— ACTIONS TO TAKE —
• 1. Answer these questions about the comment thread:
(a) Which book does the commenter posting on March 8, 2011 at 7:52 pm hope the Liberty Dollar jury knows about?
(b) According to Jacob Steelman, under what would the United States have been much better off?
(c) What reason does Gilbert W. Chapman give for the void in studies on Hamilton?
• 2. Reproduce everything in the comment thread from "Excellent points, Mr." down to "economics and politics.".

— DOCUMENT EXTRACT —
☆ ☆ ☆ ☆ ☆
Thank you for your contribution to this 64 year old man’s continuing education ! ! !

Perhaps it really all comes down to this: Hamilton and Madison were ‘street smart’, while Jefferson was more of a dreamer than a pragmatist in some regards (who hired others to do his ‘dirty work’ ~ re: Callender, as noted above).

v March 8, 2011 at 7:52 pm

Greetings Thomas
Pray the Liberty Dollar jury has knowledge of this book Hamilton’s Curse
US v. BVNH Case # 5:09-CR-00027 Federal District Court Stateville NC March 7th trial time
end the fed res and dept of fed education
Prayerfully v 2 Maccabees 3:22-40

Drigan March 9, 2011 at 2:51 pm

Thank you for that, it’s good to know that God is on the side of those who save money with the intent of helping those in need.

Jacob Steelman March 8, 2011 at 7:53 pm

The United States would have been much better off under the Articles of Confederation rather than the centralized government that was created and now threatens to destroy the United States.

Gilbert W. Chapman March 8, 2011 at 8:05 pm

Excellent points, Mr. Fox; and I would like to offer a possible explanation for the lack of a serious study regarding Hamilton’s econmic and political philosophy.

To be candid, I ‘worship’ both Hamilton and Jefferson, both were remarkable men, particularly in contrast to our nation’s most recent Treasury Secretarys and Presidents, not to mention Secretarys of State.

I have always felt the void in studies on Hamilton is because his ideas were not fully developed, and , therefore, there isn’t an an enormous body of work to ‘study’. Let’s remember that he was fairly young, in contrast to Jefferson, when he died, and he certainly didn’t have the leisure time Jefferson (while wandering around Montecello) had to ponder economics and politics.

Sure . . . Hamilton wrote the best parts of the Federalist Papers . . . But, I’ve always wondered if he would have chosen to re-write and re-think portions if he had lived as long as Jefferson.

Just a thought on my part, but, then again, like you, I’m not really a big fan of Mr. DeLorenzo.
☆ ☆ ☆ ☆ ☆
— DATA EXTRACT —
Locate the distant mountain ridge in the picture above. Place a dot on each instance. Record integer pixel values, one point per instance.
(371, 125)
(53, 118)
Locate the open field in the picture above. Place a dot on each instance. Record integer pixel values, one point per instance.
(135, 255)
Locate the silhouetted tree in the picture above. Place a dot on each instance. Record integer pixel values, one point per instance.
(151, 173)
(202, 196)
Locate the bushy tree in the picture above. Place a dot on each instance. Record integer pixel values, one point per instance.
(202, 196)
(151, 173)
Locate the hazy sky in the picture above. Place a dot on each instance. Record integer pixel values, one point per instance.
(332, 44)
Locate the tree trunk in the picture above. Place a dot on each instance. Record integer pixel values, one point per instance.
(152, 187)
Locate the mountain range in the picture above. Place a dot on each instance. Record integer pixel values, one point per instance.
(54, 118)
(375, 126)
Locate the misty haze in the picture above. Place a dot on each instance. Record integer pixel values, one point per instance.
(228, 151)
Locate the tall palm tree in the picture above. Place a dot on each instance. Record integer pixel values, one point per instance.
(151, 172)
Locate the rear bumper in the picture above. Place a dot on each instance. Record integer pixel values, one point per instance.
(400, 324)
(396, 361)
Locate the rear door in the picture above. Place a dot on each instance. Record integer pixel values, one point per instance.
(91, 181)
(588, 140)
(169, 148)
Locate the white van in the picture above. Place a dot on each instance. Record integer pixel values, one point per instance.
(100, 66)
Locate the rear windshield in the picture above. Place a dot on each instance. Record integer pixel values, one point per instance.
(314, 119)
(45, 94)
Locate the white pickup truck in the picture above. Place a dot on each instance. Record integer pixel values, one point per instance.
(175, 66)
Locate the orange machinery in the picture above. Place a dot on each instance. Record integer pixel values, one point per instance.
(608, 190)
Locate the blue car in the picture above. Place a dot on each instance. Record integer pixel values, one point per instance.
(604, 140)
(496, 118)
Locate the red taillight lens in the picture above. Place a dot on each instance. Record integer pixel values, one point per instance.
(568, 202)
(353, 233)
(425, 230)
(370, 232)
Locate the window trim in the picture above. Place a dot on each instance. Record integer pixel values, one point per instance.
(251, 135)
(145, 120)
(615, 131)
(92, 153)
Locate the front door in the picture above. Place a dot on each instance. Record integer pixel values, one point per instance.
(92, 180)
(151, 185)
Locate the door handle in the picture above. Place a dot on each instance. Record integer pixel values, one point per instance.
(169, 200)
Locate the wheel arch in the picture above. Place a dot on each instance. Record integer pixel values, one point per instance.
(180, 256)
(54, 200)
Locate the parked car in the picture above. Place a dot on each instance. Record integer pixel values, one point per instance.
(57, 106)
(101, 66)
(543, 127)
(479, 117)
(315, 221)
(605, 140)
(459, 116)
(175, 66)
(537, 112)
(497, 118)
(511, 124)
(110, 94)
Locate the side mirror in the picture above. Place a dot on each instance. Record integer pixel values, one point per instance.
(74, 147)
☆ ☆ ☆ ☆ ☆
— ANSWERS —
• 1.
(a) Hamilton's Curse.
(b) The Articles of Confederation.
(c) He feels Hamilton's ideas were not fully developed, so there isn't an enormous body of work to study.

• 2.
Excellent points, Mr. Fox; and I would like to offer a possible explanation for the lack of a serious study regarding Hamilton’s econmic and political philosophy.

To be candid, I ‘worship’ both Hamilton and Jefferson, both were remarkable men, particularly in contrast to our nation’s most recent Treasury Secretarys and Presidents, not to mention Secretarys of State.

I have always felt the void in studies on Hamilton is because his ideas were not fully developed, and , therefore, there isn’t an an enormous body of work to ‘study’. Let’s remember that he was fairly young, in contrast to Jefferson, when he died, and he certainly didn’t have the leisure time Jefferson (while wandering around Montecello) had to ponder economics and politics.